** DATA **
***
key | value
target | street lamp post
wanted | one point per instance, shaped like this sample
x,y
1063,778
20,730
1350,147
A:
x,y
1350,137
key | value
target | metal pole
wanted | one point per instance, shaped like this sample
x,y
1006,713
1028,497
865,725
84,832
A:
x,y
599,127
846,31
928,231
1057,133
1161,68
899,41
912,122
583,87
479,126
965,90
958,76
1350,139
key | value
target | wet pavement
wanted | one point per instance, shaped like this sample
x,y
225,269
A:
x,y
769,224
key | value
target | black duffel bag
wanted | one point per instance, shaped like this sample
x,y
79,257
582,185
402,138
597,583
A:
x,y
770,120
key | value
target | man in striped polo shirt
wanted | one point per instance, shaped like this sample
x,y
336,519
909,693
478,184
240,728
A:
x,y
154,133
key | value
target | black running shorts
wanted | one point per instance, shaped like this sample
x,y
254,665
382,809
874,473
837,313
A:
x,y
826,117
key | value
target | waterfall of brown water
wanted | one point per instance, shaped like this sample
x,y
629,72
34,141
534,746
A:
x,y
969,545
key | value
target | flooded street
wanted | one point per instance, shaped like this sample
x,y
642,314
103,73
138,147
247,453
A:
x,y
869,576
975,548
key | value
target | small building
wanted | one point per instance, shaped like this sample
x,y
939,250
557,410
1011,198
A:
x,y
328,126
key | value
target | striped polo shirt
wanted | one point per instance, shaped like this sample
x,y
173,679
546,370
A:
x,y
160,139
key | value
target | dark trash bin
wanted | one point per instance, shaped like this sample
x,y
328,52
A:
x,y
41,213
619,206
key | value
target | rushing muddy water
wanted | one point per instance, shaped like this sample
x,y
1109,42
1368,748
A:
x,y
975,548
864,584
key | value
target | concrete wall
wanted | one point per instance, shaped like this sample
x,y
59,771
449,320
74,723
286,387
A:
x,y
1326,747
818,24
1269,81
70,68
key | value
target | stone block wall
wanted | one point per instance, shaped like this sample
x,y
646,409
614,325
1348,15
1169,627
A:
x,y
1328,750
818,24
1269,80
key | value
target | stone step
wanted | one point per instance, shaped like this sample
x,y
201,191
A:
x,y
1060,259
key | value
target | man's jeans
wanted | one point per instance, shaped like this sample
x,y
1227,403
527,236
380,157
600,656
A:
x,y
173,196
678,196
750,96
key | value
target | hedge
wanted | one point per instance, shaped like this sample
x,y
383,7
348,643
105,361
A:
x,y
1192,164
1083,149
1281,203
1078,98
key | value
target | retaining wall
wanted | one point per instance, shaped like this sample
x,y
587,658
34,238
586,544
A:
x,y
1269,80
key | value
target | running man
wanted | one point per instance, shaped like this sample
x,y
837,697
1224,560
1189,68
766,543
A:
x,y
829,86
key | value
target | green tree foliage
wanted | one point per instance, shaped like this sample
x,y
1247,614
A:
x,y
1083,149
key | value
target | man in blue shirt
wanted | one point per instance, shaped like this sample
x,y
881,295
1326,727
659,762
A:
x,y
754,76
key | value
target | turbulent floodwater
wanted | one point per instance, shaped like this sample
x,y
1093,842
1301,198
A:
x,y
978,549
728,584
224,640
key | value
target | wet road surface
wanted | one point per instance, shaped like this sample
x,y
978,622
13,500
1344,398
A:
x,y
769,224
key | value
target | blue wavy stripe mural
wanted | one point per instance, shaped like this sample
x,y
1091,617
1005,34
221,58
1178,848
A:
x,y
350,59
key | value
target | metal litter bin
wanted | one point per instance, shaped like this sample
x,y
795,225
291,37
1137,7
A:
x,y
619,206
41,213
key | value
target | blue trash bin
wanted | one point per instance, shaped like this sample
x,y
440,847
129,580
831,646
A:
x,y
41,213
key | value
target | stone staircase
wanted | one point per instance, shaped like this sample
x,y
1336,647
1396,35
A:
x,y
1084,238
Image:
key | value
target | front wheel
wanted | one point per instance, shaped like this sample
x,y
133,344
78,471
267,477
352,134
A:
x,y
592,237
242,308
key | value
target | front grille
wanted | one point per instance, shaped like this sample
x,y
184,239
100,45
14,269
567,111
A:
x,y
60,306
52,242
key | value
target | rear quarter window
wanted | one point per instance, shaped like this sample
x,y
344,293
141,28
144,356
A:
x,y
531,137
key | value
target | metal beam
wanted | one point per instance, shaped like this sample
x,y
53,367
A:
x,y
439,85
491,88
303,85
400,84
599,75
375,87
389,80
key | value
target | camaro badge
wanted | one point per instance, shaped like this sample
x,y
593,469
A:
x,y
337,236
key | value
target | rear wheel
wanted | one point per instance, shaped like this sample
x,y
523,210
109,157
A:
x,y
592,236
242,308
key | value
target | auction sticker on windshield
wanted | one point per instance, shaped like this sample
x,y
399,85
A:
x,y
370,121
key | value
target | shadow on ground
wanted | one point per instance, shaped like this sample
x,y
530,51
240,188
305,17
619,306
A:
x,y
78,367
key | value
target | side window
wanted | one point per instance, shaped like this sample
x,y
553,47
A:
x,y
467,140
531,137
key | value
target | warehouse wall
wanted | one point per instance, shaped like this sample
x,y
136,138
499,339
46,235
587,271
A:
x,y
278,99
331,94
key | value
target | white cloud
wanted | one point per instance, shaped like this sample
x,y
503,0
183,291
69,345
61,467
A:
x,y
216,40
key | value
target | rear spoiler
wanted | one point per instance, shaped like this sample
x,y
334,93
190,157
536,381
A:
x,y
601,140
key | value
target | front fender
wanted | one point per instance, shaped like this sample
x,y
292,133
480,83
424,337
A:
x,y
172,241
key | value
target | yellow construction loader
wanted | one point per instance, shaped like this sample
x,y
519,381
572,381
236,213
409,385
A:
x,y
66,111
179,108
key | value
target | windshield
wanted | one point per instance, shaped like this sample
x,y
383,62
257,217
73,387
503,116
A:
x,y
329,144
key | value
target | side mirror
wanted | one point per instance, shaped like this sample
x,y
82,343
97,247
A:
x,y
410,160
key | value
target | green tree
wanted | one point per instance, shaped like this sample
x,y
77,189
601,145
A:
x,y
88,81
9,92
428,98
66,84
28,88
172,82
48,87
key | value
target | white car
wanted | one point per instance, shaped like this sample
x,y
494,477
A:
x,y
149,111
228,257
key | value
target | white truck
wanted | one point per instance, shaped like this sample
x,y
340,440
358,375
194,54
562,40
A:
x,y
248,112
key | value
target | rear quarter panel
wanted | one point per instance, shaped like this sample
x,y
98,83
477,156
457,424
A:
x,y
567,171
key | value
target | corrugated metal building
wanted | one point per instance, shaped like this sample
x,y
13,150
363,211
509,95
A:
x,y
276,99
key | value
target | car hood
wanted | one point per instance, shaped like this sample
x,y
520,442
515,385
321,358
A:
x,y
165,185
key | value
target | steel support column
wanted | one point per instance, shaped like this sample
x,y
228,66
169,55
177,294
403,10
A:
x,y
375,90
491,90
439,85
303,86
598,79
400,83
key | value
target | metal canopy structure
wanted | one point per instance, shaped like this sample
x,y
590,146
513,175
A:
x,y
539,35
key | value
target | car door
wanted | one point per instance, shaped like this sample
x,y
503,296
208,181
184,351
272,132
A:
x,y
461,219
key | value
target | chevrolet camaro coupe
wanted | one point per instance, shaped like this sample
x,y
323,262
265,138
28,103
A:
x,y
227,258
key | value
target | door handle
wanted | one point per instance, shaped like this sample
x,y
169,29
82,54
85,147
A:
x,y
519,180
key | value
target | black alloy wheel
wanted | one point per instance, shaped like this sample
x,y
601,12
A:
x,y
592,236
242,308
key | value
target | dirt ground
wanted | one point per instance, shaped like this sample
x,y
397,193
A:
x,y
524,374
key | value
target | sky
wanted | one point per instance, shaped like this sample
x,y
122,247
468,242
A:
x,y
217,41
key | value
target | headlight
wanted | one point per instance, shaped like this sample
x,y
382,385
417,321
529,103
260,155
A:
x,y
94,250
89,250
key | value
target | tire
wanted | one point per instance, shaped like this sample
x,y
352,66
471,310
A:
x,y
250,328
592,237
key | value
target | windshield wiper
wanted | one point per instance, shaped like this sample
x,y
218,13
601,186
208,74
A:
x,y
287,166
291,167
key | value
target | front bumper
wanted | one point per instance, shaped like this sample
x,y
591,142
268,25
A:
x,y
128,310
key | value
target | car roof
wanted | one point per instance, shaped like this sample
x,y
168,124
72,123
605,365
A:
***
** EXERCISE REQUIREMENTS **
Looking over the entries above, how many lines contain the string "shirt"? State the number and nothing else.

** OUTPUT OF THE EXERCISE **
3